As in previously published work, based on the so-called relative expression factor,^5a the highest relative protein expression was observed for OATP1B1. The large variability in OATP1B1 expression between donors (Figure 10a) could be a result of variable expression due to common genetic variants of this protein.^19,35 This is in line with previous studies, where similar interindividual variations in human liver OATP expression have been reported.^1b,36 In addition, the protein expression levels obtained using targeted protein quantification were in reasonably good agreement with these reports.^1b,36

Because we identified atorvastatin as a substrate of all three OATPs in this study, we could compare the uptake clearance values of the three OATP transporters in vitro. As can be seen in Table 2, OATP2B1 transported atorvastatin with the highest efficiency (V_max/K_m) in vitro. This is presumably due to a high OATP2B1 expression in the in vitro cell model. When taking the MTA into account to calculate intrinsic uptake clearance in the human liver, the contribution of OATP2B1 mediated transport to the overall uptake clearance of atorvastatin was however reduced to a minimum.

The impact of a series of inhibitors with different inhibition patterns (IC₅₀ values) on each of the OATPs was markedly altered when the MTA was considered. One such example is erlotinib, where the inhibition of OATP1B1 and OATP1B3 was more significant than the OATP2B1 inhibition in quantitative terms even though erlotinib was identified as an OATP2B1 specific inhibitor (Figure 10d). Importantly, this finding does not preclude the application of erlotinib as a highly specific OATP2B1 inhibitor under controlled in vitro conditions. Note that for the predictions in Figure 10d–e, a fixed concentration of 10 μM was used for all inhibitors. However, if evaluating the risk of clinical DDIs, unbound plasma concentrations in vivo are the most accurate input variables to use (cf. ref (2)).

__Task details__
Quote word for word the part of the passage on OATP transporters that begins with the words containing "Because we identified" and ends with "to a minimum.".

__Supplied information__
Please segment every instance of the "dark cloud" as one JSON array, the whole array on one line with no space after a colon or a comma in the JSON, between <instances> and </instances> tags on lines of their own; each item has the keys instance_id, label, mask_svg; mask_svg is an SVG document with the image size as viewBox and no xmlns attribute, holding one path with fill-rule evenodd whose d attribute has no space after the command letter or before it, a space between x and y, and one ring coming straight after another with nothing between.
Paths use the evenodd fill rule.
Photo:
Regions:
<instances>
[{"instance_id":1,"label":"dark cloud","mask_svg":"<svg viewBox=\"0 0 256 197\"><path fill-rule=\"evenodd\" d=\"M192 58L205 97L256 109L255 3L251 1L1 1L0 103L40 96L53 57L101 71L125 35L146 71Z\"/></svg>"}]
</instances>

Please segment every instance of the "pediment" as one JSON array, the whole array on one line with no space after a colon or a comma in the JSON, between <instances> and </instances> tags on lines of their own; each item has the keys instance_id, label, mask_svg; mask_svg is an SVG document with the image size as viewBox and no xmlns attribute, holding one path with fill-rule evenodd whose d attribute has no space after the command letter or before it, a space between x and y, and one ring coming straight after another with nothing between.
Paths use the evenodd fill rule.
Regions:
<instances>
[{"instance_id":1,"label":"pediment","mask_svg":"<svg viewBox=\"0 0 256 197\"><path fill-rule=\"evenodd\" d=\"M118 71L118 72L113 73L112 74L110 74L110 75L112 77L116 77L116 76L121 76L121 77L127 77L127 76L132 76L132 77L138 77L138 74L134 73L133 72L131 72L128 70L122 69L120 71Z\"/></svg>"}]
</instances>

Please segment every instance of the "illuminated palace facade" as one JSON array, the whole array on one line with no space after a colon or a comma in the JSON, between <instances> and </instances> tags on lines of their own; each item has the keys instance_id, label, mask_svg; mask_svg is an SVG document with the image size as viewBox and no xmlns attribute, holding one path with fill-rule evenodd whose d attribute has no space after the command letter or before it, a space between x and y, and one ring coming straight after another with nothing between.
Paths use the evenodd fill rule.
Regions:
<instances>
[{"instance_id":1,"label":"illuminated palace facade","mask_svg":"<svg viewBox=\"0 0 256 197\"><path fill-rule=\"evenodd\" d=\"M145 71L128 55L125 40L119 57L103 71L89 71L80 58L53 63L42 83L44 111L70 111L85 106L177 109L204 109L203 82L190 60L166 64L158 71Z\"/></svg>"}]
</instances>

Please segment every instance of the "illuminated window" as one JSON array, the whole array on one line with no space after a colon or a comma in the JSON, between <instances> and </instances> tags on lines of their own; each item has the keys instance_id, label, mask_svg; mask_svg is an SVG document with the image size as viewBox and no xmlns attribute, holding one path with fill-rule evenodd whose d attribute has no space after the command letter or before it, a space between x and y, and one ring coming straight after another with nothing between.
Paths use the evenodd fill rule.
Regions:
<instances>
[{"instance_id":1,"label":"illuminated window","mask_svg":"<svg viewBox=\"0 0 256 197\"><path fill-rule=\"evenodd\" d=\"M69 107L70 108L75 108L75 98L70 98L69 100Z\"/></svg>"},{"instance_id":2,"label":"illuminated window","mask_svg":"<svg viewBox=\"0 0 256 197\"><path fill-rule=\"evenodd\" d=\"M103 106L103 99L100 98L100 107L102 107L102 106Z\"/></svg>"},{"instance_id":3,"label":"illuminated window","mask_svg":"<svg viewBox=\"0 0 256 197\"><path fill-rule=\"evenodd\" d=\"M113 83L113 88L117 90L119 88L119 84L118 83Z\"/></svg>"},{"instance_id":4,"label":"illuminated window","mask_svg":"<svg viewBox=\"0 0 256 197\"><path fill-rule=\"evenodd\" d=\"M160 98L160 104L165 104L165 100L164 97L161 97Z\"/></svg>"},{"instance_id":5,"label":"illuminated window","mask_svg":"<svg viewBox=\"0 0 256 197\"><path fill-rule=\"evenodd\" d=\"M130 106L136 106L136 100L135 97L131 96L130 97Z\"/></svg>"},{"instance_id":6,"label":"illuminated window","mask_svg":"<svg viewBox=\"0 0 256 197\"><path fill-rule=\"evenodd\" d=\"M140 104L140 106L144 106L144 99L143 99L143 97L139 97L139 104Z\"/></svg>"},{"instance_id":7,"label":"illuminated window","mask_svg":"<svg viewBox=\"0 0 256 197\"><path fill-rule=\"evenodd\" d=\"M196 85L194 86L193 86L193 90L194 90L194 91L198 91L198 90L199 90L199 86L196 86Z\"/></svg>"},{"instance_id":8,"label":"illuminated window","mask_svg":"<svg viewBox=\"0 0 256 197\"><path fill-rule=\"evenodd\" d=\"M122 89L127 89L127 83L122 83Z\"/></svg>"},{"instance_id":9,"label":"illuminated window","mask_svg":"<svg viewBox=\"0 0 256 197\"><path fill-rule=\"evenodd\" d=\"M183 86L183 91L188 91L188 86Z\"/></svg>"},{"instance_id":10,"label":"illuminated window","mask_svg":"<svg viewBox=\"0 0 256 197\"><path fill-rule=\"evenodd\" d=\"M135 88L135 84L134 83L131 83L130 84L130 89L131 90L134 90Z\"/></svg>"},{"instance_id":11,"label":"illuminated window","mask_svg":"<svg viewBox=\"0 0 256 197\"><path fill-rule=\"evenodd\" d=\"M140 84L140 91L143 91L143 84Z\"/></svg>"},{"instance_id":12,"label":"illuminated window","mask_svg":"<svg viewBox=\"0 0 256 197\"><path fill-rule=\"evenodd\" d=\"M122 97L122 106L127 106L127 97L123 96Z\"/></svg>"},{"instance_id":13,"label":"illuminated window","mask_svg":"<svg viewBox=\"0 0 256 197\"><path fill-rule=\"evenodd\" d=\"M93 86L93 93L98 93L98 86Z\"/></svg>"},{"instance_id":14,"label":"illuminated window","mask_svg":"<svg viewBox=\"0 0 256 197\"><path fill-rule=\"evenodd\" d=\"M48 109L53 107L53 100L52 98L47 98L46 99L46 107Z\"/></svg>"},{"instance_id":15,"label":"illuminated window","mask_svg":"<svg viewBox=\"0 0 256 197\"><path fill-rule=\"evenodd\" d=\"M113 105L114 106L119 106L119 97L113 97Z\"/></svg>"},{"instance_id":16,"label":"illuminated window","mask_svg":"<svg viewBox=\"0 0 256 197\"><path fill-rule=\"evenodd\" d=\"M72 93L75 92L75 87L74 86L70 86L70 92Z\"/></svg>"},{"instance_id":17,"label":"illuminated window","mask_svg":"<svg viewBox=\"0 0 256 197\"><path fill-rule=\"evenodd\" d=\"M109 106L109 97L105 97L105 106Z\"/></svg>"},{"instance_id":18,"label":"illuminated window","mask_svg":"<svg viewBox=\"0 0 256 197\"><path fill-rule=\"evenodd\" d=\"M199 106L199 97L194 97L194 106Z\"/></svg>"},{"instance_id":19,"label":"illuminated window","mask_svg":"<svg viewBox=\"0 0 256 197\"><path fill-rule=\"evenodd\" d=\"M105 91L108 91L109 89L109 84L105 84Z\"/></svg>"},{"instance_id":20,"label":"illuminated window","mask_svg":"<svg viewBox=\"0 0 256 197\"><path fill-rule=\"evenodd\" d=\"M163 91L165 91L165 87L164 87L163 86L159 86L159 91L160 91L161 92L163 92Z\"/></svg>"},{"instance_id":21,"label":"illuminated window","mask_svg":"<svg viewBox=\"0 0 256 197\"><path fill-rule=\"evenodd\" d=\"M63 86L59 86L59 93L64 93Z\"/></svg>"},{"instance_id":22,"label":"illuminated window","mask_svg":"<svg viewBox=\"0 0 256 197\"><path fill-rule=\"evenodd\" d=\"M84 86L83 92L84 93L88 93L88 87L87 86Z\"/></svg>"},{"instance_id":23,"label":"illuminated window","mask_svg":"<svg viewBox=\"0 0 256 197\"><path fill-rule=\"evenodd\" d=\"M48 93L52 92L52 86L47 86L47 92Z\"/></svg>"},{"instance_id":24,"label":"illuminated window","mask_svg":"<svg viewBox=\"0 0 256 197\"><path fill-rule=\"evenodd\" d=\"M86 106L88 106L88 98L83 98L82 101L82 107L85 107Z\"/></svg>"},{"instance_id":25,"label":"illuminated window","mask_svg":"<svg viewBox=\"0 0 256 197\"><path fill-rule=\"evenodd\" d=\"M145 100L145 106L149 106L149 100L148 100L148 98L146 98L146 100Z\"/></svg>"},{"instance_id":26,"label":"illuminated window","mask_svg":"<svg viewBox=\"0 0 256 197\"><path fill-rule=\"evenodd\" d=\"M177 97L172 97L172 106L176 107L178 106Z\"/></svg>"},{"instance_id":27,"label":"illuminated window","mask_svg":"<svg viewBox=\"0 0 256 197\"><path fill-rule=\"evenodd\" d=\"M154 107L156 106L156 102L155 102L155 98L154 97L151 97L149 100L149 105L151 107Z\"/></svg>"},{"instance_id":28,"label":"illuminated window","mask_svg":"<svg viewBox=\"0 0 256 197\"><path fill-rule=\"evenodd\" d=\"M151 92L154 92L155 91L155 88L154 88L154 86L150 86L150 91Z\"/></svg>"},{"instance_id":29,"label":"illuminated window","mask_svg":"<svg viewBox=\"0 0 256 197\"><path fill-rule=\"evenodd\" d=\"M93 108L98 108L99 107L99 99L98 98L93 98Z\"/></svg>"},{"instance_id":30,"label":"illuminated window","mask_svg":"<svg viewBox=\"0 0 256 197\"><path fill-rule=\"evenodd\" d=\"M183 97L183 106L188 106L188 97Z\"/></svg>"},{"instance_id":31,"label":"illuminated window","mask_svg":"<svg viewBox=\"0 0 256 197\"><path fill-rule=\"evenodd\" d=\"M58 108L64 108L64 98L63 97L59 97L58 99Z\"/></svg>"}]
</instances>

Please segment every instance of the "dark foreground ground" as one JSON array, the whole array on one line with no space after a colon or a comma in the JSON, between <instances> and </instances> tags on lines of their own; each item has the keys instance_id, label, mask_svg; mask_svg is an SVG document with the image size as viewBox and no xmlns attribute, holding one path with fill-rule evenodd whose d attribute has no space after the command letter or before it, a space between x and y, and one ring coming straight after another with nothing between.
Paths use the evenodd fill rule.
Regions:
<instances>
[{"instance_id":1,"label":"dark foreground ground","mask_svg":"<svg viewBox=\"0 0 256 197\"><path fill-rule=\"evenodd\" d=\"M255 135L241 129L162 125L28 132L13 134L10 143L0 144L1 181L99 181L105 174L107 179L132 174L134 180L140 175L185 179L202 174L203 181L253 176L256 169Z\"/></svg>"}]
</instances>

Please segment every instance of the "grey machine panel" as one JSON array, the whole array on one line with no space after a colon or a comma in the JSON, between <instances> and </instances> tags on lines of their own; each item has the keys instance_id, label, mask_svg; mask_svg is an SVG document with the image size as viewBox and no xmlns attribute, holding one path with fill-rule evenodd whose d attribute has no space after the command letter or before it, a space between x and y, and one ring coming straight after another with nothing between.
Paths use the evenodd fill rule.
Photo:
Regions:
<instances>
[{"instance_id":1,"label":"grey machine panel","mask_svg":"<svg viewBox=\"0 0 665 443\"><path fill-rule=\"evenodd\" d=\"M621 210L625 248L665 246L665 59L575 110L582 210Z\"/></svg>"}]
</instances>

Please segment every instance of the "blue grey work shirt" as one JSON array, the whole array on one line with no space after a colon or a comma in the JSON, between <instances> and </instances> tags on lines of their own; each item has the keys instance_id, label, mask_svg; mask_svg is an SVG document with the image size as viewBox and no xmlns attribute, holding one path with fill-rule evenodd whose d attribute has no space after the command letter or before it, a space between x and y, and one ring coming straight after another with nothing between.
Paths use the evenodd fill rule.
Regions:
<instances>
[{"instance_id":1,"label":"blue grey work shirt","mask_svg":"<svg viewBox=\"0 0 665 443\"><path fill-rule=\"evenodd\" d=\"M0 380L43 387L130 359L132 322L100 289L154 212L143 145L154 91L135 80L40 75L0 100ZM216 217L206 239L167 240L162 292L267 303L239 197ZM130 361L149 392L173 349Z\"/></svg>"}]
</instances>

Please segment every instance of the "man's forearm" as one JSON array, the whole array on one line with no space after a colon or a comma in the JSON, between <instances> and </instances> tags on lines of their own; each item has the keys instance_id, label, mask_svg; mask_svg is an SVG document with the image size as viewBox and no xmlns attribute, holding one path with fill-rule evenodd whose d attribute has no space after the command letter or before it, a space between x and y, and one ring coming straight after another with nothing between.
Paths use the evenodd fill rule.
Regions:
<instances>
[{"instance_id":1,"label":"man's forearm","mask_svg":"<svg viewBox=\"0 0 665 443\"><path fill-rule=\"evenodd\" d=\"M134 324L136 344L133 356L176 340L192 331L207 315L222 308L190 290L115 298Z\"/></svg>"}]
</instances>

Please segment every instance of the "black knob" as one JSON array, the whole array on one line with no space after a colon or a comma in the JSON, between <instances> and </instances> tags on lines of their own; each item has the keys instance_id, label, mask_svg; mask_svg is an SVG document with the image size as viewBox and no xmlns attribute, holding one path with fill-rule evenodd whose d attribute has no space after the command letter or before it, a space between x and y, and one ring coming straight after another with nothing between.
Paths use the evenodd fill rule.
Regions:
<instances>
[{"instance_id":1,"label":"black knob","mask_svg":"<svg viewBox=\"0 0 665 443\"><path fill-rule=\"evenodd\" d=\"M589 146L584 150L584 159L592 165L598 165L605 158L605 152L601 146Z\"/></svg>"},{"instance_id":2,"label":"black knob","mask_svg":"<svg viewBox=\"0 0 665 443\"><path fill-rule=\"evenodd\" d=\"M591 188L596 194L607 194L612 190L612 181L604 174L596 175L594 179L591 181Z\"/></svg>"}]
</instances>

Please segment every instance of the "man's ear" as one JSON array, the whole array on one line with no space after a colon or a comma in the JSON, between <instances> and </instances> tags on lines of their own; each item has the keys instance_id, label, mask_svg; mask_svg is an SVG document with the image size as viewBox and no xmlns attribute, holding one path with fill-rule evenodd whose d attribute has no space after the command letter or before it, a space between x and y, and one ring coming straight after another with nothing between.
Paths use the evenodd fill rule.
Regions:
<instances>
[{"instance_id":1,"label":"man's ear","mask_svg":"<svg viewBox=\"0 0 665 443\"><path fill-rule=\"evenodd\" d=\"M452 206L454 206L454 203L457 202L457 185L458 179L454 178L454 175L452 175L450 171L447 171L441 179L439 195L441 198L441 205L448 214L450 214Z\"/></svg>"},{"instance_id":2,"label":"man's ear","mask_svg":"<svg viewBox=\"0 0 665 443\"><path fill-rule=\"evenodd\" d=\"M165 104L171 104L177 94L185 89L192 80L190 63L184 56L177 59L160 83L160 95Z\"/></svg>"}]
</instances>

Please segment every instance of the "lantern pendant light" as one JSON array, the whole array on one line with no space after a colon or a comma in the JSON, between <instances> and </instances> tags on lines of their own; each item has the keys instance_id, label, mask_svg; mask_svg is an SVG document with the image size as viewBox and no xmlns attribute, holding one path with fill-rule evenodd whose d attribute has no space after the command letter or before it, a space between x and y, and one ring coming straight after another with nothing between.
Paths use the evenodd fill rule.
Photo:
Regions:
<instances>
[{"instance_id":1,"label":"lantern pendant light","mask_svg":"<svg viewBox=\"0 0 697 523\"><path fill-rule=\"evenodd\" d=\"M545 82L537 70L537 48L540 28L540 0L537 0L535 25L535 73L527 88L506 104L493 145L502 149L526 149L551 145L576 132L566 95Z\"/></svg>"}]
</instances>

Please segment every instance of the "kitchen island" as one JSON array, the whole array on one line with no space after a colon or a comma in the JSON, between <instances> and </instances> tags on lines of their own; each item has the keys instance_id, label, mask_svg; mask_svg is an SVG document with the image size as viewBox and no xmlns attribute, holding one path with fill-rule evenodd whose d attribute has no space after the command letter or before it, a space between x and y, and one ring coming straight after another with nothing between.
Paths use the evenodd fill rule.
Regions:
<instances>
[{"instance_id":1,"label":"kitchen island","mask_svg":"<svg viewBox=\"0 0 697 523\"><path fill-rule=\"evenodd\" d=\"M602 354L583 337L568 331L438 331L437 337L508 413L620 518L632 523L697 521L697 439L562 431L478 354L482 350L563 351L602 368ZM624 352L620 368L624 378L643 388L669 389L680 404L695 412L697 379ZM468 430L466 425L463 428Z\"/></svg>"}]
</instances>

__Solution to the problem__
Because we identified atorvastatin as a substrate of all three OATPs in this study, we could compare the uptake clearance values of the three OATP transporters in vitro. As can be seen in Table 2, OATP2B1 transported atorvastatin with the highest efficiency (V_max/K_m) in vitro. This is presumably due to a high OATP2B1 expression in the in vitro cell model. When taking the MTA into account to calculate intrinsic uptake clearance in the human liver, the contribution of OATP2B1 mediated transport to the overall uptake clearance of atorvastatin was however reduced to a minimum.